-- Problem description --
Find the line that contains "Guideline: mark the green sticker"; then retype it and each line after it, exactly, through the final line of the data below.

-- Material for this task --
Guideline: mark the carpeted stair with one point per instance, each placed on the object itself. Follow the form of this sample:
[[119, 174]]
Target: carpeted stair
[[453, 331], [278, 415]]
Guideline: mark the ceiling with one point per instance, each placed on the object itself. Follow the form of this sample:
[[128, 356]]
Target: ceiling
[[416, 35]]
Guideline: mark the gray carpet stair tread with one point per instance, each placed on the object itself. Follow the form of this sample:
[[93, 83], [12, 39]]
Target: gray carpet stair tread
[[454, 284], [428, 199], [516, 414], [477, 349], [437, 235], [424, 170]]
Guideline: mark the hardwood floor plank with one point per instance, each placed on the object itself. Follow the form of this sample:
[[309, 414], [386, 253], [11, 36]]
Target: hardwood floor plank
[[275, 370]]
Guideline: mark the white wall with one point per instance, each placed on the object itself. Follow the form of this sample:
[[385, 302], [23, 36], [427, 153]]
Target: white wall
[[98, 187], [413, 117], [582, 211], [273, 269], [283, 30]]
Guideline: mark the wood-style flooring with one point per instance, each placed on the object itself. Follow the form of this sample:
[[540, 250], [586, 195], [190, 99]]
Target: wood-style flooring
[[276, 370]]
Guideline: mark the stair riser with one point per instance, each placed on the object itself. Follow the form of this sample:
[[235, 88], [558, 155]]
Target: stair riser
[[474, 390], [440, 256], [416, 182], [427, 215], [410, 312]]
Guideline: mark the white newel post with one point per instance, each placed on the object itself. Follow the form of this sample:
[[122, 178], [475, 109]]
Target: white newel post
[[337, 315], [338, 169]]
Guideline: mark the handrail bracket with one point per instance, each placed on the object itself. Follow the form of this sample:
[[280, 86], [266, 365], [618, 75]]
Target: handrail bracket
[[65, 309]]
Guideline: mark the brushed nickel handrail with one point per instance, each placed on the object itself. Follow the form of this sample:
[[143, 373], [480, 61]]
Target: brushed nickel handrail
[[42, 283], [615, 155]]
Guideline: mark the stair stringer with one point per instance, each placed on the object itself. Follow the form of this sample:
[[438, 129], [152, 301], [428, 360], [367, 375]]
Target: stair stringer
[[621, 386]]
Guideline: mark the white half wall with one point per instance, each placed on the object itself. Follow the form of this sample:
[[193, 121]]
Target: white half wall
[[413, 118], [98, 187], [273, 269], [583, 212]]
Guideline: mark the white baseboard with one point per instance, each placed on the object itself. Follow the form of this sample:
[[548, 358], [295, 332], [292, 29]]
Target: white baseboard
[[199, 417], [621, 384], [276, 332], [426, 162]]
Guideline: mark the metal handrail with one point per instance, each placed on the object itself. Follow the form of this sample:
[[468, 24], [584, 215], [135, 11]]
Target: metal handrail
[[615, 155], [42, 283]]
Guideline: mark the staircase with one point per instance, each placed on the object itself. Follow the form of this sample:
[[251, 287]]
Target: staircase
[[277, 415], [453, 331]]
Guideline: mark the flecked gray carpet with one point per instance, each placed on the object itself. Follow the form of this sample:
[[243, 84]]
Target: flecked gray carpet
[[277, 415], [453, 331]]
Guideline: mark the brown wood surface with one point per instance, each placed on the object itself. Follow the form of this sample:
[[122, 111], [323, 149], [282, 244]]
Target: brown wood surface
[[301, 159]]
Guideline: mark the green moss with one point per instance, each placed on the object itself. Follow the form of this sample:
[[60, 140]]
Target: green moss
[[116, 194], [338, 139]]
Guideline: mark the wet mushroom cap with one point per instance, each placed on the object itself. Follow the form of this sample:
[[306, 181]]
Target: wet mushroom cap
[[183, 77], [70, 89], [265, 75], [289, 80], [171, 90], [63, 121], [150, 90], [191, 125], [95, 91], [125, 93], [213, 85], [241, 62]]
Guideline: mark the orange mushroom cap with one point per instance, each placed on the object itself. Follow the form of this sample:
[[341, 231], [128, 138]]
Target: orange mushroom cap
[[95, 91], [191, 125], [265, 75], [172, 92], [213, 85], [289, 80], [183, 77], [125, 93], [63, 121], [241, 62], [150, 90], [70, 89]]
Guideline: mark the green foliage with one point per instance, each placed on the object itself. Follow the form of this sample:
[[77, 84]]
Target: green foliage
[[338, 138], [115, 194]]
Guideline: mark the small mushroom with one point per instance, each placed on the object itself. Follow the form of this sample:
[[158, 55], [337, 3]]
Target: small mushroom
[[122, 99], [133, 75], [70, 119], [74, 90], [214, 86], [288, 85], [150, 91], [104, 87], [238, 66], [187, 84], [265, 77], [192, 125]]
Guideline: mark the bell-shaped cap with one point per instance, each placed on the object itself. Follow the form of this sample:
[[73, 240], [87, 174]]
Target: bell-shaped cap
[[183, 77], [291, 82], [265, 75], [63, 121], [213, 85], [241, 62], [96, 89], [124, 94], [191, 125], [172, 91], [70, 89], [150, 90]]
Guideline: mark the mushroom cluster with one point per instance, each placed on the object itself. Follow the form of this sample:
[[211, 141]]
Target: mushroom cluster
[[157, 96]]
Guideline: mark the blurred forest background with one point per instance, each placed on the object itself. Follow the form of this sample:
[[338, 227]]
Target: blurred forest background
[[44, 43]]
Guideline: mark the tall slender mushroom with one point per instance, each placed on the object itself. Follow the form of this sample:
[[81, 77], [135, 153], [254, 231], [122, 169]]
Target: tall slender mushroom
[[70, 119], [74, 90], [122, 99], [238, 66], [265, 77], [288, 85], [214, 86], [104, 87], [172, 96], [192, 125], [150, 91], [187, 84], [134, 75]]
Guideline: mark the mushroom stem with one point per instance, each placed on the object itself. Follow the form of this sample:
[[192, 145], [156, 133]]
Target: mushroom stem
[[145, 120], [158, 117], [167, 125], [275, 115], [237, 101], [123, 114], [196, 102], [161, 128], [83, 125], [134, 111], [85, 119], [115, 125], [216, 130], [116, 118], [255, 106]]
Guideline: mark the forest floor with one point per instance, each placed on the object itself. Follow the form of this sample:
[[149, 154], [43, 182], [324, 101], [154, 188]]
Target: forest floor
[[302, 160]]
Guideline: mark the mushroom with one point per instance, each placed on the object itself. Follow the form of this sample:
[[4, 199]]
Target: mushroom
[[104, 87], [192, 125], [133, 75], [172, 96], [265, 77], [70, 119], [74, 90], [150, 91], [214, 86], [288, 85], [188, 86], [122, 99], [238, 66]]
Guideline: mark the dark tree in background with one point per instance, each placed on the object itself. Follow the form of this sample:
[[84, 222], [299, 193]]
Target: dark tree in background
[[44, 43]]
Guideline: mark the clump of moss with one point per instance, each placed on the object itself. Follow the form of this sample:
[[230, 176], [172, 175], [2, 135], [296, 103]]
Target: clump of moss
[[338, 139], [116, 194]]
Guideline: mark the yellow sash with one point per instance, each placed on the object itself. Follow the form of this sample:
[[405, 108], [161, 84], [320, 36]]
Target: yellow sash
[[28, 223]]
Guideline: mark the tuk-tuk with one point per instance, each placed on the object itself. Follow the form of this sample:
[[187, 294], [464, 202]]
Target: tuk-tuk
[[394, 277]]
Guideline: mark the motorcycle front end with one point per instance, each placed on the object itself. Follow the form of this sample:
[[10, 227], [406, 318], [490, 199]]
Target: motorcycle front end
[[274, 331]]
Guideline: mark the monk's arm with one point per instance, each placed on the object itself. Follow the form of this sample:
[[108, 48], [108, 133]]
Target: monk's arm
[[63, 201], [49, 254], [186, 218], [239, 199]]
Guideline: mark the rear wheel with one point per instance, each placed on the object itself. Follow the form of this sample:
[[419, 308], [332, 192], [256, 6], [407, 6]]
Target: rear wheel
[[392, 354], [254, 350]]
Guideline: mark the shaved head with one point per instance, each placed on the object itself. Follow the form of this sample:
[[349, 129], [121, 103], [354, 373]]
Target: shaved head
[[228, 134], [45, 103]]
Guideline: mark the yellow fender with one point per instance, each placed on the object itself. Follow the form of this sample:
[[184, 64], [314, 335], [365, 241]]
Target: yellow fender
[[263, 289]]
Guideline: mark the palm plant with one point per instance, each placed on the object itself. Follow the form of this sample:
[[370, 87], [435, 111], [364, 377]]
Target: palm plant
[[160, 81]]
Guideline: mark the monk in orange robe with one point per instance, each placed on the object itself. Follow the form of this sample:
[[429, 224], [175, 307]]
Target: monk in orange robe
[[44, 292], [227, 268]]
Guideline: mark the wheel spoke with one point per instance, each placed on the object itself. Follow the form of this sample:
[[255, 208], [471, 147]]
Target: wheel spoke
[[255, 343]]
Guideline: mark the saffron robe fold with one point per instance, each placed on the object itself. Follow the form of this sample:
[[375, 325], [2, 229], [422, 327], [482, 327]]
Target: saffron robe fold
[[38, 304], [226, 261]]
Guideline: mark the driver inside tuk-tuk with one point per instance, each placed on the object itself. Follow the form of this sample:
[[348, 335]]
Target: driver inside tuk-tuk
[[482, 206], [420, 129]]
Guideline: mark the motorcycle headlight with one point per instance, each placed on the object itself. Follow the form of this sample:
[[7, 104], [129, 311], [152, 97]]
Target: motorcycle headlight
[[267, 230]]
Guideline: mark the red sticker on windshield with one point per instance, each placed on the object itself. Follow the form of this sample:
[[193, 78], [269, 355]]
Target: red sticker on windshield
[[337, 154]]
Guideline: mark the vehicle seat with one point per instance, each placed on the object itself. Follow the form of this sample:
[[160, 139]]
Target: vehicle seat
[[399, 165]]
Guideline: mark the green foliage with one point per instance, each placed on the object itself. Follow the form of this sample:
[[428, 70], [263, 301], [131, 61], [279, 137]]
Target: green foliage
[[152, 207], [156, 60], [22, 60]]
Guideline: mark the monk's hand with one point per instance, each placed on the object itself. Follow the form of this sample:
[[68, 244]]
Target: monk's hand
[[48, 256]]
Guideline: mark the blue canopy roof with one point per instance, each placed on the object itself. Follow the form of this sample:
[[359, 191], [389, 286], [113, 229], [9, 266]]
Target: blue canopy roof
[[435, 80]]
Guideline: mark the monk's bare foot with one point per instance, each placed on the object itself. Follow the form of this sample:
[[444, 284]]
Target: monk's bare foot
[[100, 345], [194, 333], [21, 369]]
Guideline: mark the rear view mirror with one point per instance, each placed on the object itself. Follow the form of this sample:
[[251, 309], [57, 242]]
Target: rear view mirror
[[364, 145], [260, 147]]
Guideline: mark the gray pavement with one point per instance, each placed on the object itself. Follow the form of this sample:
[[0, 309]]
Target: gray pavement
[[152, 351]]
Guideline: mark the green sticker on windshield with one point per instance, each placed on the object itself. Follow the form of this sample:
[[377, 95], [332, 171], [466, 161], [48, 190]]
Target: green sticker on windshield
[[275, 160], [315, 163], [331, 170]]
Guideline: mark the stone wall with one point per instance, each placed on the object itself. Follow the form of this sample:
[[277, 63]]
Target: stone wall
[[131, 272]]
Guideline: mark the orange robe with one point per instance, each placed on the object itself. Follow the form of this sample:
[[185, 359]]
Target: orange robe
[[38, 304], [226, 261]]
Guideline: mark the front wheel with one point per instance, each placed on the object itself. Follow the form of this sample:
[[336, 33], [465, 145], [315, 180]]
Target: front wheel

-- Reply --
Guideline: mark the green sticker on windshield with one point per instance, each placed on the object itself. Follow the form of this sample:
[[377, 95], [332, 171], [466, 161], [48, 190]]
Target: green sticker on windshield
[[275, 160], [315, 163], [331, 170]]
Guideline: mark the stone wall with one point per instance, each placed on the object itself. Follow the form of this sample:
[[277, 63]]
Target: stone wall
[[131, 272]]
Guideline: mark the orange robe with one point per instance, each placed on the object itself. Follow the form of this sample:
[[185, 359]]
Target: orange robe
[[38, 304], [226, 261]]
Guideline: mark the front wheel with one point per instance, each placed on the object itself. Follow the form of this sample:
[[336, 33], [465, 145], [315, 180]]
Target: front wheel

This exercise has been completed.